Data items:
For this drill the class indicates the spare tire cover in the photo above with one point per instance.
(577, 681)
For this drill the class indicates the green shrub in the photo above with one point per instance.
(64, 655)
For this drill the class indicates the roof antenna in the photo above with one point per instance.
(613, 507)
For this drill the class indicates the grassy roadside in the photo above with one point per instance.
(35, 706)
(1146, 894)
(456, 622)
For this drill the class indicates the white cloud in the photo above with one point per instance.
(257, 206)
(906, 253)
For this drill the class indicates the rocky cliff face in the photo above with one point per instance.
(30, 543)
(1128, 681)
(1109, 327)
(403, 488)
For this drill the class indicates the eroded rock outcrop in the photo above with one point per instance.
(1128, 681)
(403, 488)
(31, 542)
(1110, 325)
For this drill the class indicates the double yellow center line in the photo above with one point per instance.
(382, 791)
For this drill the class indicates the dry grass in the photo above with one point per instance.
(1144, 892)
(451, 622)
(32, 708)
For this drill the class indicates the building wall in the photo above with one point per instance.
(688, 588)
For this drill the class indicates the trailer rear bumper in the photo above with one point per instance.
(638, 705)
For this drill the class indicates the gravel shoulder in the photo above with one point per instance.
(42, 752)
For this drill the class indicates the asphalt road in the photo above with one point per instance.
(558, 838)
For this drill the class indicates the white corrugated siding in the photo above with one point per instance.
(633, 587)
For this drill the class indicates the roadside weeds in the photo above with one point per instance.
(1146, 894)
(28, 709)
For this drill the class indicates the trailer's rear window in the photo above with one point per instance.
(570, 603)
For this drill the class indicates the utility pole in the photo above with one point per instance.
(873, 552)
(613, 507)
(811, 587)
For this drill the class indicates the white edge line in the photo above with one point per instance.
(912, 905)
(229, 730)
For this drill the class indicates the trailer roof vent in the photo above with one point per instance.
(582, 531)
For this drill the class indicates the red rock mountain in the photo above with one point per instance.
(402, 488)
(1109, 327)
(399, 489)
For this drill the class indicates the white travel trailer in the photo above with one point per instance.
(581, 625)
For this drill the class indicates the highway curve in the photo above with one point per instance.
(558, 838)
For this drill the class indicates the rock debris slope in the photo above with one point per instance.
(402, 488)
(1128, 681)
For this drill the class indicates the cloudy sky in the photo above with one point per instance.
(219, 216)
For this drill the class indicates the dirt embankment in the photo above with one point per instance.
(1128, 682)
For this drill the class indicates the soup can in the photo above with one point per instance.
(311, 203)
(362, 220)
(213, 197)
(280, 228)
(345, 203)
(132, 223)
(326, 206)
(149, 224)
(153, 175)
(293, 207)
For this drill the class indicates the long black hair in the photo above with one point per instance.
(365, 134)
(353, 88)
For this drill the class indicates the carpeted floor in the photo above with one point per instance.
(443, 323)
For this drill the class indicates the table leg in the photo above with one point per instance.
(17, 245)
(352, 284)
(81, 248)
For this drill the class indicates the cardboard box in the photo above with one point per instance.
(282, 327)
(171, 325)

TASK INSTRUCTIONS: Reproduce each entry precisely, so that nothing differs from the original.

YOUR RESPONSE:
For this drill the class indicates the spare tire cover in the photo above with one point per instance.
(577, 681)
For this drill the class indicates the green shrub in the photo above with one point per instance.
(64, 655)
For this drill the class indicates the roof antenna in the photo above with one point per instance.
(613, 507)
For this drill the class indicates the grassy roadside in the photo above with one point per instance.
(35, 706)
(1146, 894)
(456, 622)
For this drill the class indicates the white cloud in the photo above with one point per instance.
(257, 206)
(906, 253)
For this drill the class indicates the rocky cliff face in the photo above with one point per instance.
(30, 543)
(1128, 681)
(1109, 327)
(403, 488)
For this drill the class indicates the eroded rock outcrop in the photo above with one point per instance.
(1128, 681)
(403, 488)
(31, 542)
(1110, 325)
For this drill the class indicates the double yellow center line in the photo above with one point per instance.
(382, 791)
For this drill the class indicates the dry grass in the photo above with one point per instance.
(1144, 892)
(451, 622)
(32, 708)
For this drill the class indicates the building wall in the photo above with one point per instance.
(688, 588)
For this drill the class indicates the trailer rear bumper in the photo above with one point per instance.
(638, 705)
For this drill the class indicates the gravel shoulder in the photo above with one point per instance.
(42, 752)
For this drill the class indicates the asphalt road in the photo above with one point per instance.
(558, 838)
For this drill the class indicates the white corrugated siding in the photo above with one point per instance.
(633, 587)
For this drill the class indicates the roadside weeds in the photo above with one point per instance.
(1146, 894)
(28, 709)
For this drill the class indicates the trailer's rear window in the photo above with one point per instance.
(570, 603)
For this drill the class indicates the utility pole in the photo above with one point per instance.
(873, 552)
(613, 507)
(811, 587)
For this drill the class indicates the white edge line in the photo above with one point per instance.
(912, 905)
(229, 730)
For this drill the class indicates the trailer roof vent in the photo above with one point per instance.
(582, 531)
For this drill the class indicates the red rock mountain in the photo above with one point per instance.
(402, 488)
(1109, 327)
(399, 489)
For this drill the class indicates the white travel trailer in the photo above with one point per instance.
(581, 625)
For this drill the class indicates the highway curve in the photo above with one point per instance.
(558, 838)
For this drill the class indicates the rock debris slope in the photo above with one point per instance.
(402, 488)
(1128, 681)
For this drill the class indicates the cloudy sky in the photo above with one point per instance.
(219, 216)
For this drill the class indicates the dirt embankment in the photo above with one point per instance.
(1128, 682)
For this drill the class indicates the soup can in the photo above with one point per instance.
(311, 203)
(362, 220)
(213, 197)
(280, 228)
(345, 203)
(132, 223)
(326, 206)
(149, 224)
(153, 175)
(293, 207)
For this drill the class indicates the long black hair in the photo above with one point per instance.
(365, 134)
(353, 88)
For this drill the class indicates the carpeted floor in the photo above with one point per instance.
(443, 323)
For this drill the class indicates the table leg in the photo above with one point per instance.
(17, 245)
(352, 284)
(81, 248)
For this drill the class indicates the cardboard box in the photo above with one point per instance.
(282, 327)
(171, 325)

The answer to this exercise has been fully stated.